▶ [Document excerpt]:
Legumes also have a notably low glycemic index. Black beans come in at 30 and pinto beans at 39, compared to 93 for a baked potato and 70 for white bread. The resistant starch content is part of why beans produce a slower, more gradual rise in blood sugar.
Cooked and Cooled Potatoes and Rice
Cooking and then refrigerating starchy foods is the simplest way to boost their resistant starch content. When potatoes are boiled, baked, or microwaved and eaten hot, a russet potato contains about 3.1 grams of resistant starch per 100 grams. After chilling in the refrigerator, that same russet rises to about 4.3 grams. Yellow potatoes jump from 1.4 to 2.5 grams, and red potatoes from 1.7 to 2.0 grams per 100 grams.
The same principle applies to rice. Cooked rice that has been cooled contains more resistant starch than rice served immediately after cooking. This is RS3, retrograded starch, forming as the starch molecules recrystallize during cooling. Reheating the food after cooling does reduce the resistant starch somewhat, but not back to the original level. Potato salad, cold rice dishes, and overnight oats all take advantage of this effect.

▶ [Data extracts]:
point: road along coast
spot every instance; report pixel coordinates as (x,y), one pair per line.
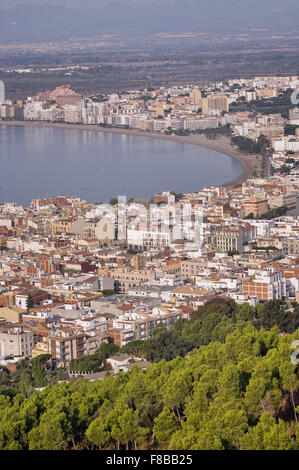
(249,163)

...

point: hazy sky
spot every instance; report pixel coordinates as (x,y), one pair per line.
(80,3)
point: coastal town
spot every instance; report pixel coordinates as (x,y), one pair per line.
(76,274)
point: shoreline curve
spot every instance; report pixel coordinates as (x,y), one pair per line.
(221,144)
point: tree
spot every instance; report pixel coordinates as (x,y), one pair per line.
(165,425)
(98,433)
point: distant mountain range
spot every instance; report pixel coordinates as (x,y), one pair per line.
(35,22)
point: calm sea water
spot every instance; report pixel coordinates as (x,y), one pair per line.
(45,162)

▶ [Tasks for this exercise]:
[A] In the resistant starch excerpt, how much resistant starch does a russet potato contain per 100 grams after chilling in the refrigerator?
[B] Reproduce the resistant starch excerpt word for word, beginning at the words "Legumes also have" and stopping after the words "in blood sugar.".
[C] Resume the resistant starch excerpt, picking up after its last sentence.

▶ [Answers provided]:
[A] About 4.3 grams per 100 grams.

[B]
Legumes also have a notably low glycemic index. Black beans come in at 30 and pinto beans at 39, compared to 93 for a baked potato and 70 for white bread. The resistant starch content is part of why beans produce a slower, more gradual rise in blood sugar.

[C]
Whole and Coarsely Milled Grains
Intact grains like barley, oats, and brown rice contain RS1, where the starch is physically trapped inside the grain’s cell structure. The more finely ground a grain is, the more accessible its starch becomes to digestive enzymes. Choosing whole kernels over flour-based products preserves more resistant starch.
How Much You Need
Australia’s national science agency, CSIRO, recommends 15 to 20 grams of resistant starch per day for supporting bowel health. Most people in Western diets fall well short of this. Getting there is realistic if you regularly eat legumes, include some cooled starchy foods, or eat bananas before they’re fully ripe. A cup of cooked and cooled black beans alone gets you a meaningful portion of that target.
Cooling legumes in the refrigerator for up to 24 hours after cooking nudges their resistant starch content from about 4 to 5 percent up to 5 to 6 percent of dry weight. It’s a modest increase, but combined with other sources throughout the day, these small gains add up.
Effects on Blood Sugar
Because resistant starch isn’t digested in the small intestine, it doesn’t contribute to the blood sugar spike you’d get from the same amount of regular starch. Clinical trials in healthy adults have shown that when RS4 (chemically modified resistant starch) is included in baked goods like breakfast bars, cookies, and muffin tops, it reduces the glucose and insulin response after eating compared to the same products made with regular starch. The foods taste similar, but the metabolic impact is measurably lower.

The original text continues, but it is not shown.